ACTIVITY LIST:
[a] Decide whether each statement agrees with the farm policy news below, answering yes or no and quoting the exact words of the text that settle it: (i) The FAO forecasts that worldwide wheat output will fall by 1.4% in 2016. (ii) The United States holds a larger share of soybean production than Brazil. (iii) Brazilian growers planted less land to soybeans than in the previous season.
[b] In one to three sentences, explain why the farm policy news below says worldwide wheat output is expected to drop in 2016.
[c] Rewrite the stretch of the farm policy news below from "Brazil has surpassed" through "and price guarantees.", swapping "Foreign Ministry" for "Ministry of Agriculture".

SELECTED EXTRACT:
※

Australian and international farm policy news

Near-record wheat harvests for China and Pakistan

Forecasts by the FAO predict a 1.4% drop in worldwide wheat output for 2016. This is due to dry weather in the Russian Federation and Ukraine which has led to reduced winter plantings. China and Pakistan are set for near-record wheat harvests and India’s output is anticipated to recover.

FAO’s first production forecast for wheat in 2016 stands at 723 million tonnes, or 1.4% percent (10 million tonnes) below the record output achieved in 2015. Wheat utilisation is forecast to be rising to 724 million tonnes. This projected rise is due to increased food consumption and a resurgence of wheat usage in animal rations in the European Union (EU). Global world wheat trade in 2015/2016 for June/July is forecast at 151.1 million tonnes (down 2.5%). This reduction is driven by reduced import requirements from Morocco, Iran, Turkey and Uzbekistan.

The lessening demand for wheat and barley is compensated for by firmer demand for rice. The FAO now expects world trade in all cereals to decline by 2% in volume terms in 2015/16 from the previous season. The impact on Australian markets in China and India will be ongoing with both countries setting policies in place to secure domestic supply and food self-sufficiency.

Brazil raises record soy crop forecast to 101.2 million tonnes

The Brazilian 2015/2016 soybean crop is estimated at a record 101.18 tonnes. Growers planted nearly 4% more land to soybeans than last season and were obtaining firm yields when harvest began in March. Soybeans are closely tied to the meat market, as soybean meal is a main animal feed ingredient. With an anticipated growth in consumption rates for meat, soybeans maintain a promising outlook.

Brazil has surpassed the United States (US) as the highest producer of soybeans. Brazil’s share is at 44.2% while the US is at 36%. The current strong US dollar is constraining US exports, while Brazil’s Real is weaker. Brazil has made a strategic decision to export significant volumes of soybean to China. Whilst China has devoted its domestic crop production to corn to meet its growing domestic demand.

In Brazil the soybean industry is squeezed by high production costs and low world soybean prices, exacerbated by economic unrest. With industry formally requesting the Foreign Ministry to consider a WTO challenge of US farm supports, specifically US weather insurance and price guarantees.

※

DATA SEGMENT:
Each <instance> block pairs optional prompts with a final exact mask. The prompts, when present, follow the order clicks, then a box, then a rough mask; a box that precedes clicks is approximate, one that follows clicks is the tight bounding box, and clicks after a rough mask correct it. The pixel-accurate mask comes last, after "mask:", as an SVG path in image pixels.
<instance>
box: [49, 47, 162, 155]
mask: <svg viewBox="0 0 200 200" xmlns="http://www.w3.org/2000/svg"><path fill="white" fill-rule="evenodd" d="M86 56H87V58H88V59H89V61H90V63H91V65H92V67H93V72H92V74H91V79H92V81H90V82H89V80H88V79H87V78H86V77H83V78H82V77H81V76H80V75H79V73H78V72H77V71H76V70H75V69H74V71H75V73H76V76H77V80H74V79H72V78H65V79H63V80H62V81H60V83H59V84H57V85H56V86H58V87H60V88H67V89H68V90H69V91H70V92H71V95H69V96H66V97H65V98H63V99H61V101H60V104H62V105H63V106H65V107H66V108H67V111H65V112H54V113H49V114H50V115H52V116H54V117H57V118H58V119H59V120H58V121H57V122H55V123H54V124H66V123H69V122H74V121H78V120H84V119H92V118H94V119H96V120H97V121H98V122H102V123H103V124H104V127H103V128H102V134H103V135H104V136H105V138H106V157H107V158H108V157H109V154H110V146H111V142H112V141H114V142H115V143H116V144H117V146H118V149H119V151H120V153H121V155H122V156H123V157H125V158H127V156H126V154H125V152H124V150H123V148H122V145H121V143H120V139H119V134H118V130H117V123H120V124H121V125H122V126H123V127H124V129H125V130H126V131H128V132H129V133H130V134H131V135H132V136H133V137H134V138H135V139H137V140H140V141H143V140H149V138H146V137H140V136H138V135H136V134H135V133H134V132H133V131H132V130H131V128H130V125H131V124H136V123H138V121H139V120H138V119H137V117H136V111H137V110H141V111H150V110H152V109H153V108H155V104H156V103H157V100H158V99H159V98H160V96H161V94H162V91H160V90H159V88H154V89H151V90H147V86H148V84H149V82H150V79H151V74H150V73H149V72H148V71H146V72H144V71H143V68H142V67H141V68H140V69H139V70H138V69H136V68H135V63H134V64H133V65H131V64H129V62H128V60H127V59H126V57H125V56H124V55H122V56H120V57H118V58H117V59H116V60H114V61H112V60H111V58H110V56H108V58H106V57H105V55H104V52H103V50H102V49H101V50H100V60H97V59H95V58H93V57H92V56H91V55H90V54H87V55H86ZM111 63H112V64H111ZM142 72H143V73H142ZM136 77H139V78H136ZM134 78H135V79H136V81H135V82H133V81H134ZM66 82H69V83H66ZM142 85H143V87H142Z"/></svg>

※

ANSWERS TO EACH TASK:
[a]
(i) Yes: "Forecasts by the FAO predict a 1.4% drop in worldwide wheat output for 2016."
(ii) No: "Brazil’s share is at 44.2% while the US is at 36%."
(iii) No: "Growers planted nearly 4% more land to soybeans than last season"

[b] Dry weather in the Russian Federation and Ukraine has led to reduced winter plantings, so the FAO predicts a 1.4% drop in worldwide wheat output for 2016.

[c]
Brazil has surpassed the United States (US) as the highest producer of soybeans. Brazil’s share is at 44.2% while the US is at 36%. The current strong US dollar is constraining US exports, while Brazil’s Real is weaker. Brazil has made a strategic decision to export significant volumes of soybean to China. Whilst China has devoted its domestic crop production to corn to meet its growing domestic demand.

In Brazil the soybean industry is squeezed by high production costs and low world soybean prices, exacerbated by economic unrest. With industry formally requesting the Ministry of Agriculture to consider a WTO challenge of US farm supports, specifically US weather insurance and price guarantees.